San Diego County launches 2 studies to measure toll of Tijuana River pollution
Published in Science & Technology News
SAN DIEGO — San Diego County is moving forward with two major research efforts to document the health and economic impacts of the Tijuana River Valley pollution crisis, partnering with the University of California, San Diego on an air quality study while simultaneously launching a public survey to measure the crisis’s financial toll on South Bay communities.
The county awarded a $250,000 contract to ECOnorthwest, an independent economic research and policy consulting firm, to conduct the economic impact survey, which targets residents, business owners, visitors and community organizations near the Tijuana River Valley.
The survey asks participants about lost work, school absences, hospital visits, property values and business disruption. Results will be compiled into a report expected in fall 2026.
Matthew Parr, the county’s director of economic development and government affairs, said the survey is designed to produce evidence the county can take directly to state and federal officials.
“We want to take this study to our state and federal officials to demonstrate that this crisis is a crisis,” Parr said. “Hopefully, that unlocks some federal funding for us.”
Earlier county research also documented the economic toll on local businesses. A 2023 survey of 63 South County businesses found more than 70% reported being affected, with two-thirds citing revenue losses from beach closures — including Coronado Brewing Company, which shut down and attributed its closure directly to the sewage crisis.
Parr encouraged broad participation, noting the survey is open to anyone affected by the pollution — not only business owners — and is available in Spanish. He said it is too early to project how many people will respond but emphasized that higher participation will strengthen the study’s findings.

-=-=-

TASKS FOR THIS EXERCISE:
• 1. In the Tijuana River pollution article, how much was the county's contract with ECOnorthwest worth?
• 2. Copy the passage of the Tijuana River pollution article starting with "The county awarded" and going on through "in fall 2026.", replacing "property values" with "home prices".

Dataset entries
-=-=-

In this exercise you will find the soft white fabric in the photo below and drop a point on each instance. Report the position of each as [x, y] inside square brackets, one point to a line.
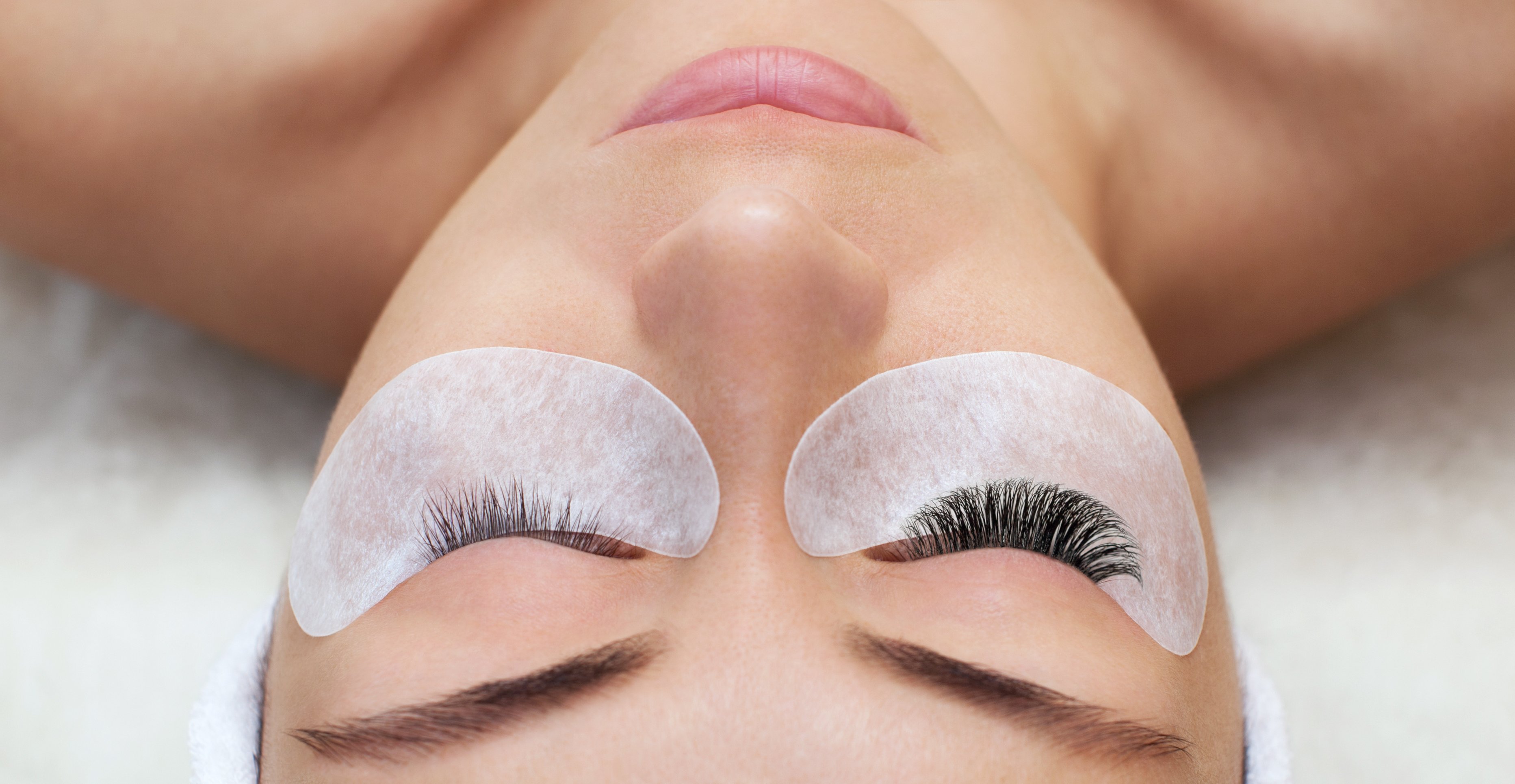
[1359, 489]
[1263, 718]
[226, 723]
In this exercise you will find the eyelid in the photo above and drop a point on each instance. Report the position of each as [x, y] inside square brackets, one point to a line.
[1061, 523]
[453, 520]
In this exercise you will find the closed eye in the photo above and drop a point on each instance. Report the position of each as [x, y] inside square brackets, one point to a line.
[455, 520]
[1040, 517]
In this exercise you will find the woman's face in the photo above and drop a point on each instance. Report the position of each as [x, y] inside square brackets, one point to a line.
[755, 265]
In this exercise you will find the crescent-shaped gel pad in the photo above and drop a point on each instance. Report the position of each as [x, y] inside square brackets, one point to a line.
[908, 436]
[557, 424]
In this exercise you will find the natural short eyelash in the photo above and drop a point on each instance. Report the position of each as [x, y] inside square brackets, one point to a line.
[455, 520]
[1061, 523]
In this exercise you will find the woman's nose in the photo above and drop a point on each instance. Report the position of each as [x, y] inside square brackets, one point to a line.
[767, 311]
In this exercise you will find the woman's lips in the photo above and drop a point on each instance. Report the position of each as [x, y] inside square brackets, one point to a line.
[785, 78]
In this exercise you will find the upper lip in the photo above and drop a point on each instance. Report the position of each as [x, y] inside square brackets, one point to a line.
[787, 78]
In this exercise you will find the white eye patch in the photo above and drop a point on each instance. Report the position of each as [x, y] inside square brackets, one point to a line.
[559, 429]
[996, 441]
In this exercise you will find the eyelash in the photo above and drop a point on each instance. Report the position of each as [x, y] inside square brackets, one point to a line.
[455, 520]
[1040, 517]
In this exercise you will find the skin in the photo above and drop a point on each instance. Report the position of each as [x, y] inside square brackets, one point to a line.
[1247, 175]
[755, 265]
[1220, 178]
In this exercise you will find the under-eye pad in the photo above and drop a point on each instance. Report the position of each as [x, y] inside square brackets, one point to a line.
[916, 446]
[561, 432]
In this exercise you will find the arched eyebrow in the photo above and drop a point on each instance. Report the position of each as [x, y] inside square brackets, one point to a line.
[413, 732]
[1076, 726]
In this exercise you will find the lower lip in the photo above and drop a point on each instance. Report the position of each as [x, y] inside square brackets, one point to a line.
[790, 79]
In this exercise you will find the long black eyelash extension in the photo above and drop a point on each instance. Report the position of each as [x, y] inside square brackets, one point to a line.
[453, 520]
[1061, 523]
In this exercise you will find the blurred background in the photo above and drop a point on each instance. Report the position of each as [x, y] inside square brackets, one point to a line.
[1363, 491]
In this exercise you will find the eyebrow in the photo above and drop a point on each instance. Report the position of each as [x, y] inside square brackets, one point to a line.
[411, 732]
[1076, 726]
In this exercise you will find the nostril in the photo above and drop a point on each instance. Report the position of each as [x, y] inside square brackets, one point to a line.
[755, 265]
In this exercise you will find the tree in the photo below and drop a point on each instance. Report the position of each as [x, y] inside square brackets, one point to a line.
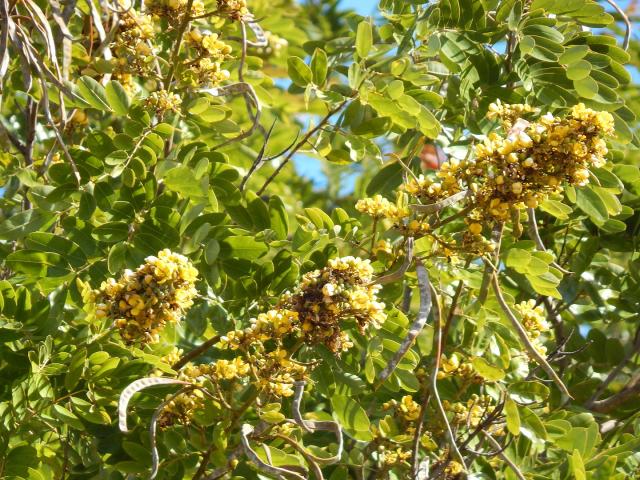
[177, 301]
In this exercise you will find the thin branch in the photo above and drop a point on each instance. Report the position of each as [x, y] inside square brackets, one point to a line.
[534, 233]
[524, 338]
[434, 375]
[424, 287]
[176, 48]
[627, 23]
[300, 144]
[442, 204]
[262, 466]
[196, 352]
[399, 273]
[496, 237]
[492, 441]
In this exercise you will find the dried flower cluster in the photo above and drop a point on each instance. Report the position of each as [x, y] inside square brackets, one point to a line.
[162, 102]
[143, 301]
[534, 322]
[510, 171]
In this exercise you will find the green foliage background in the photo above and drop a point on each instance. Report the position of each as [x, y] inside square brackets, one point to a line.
[362, 95]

-=-=-

PER-TASK ANSWERS:
• 1. $250,000

• 2.
The county awarded a $250,000 contract to ECOnorthwest, an independent economic research and policy consulting firm, to conduct the economic impact survey, which targets residents, business owners, visitors and community organizations near the Tijuana River Valley.
The survey asks participants about lost work, school absences, hospital visits, home prices and business disruption. Results will be compiled into a report expected in fall 2026.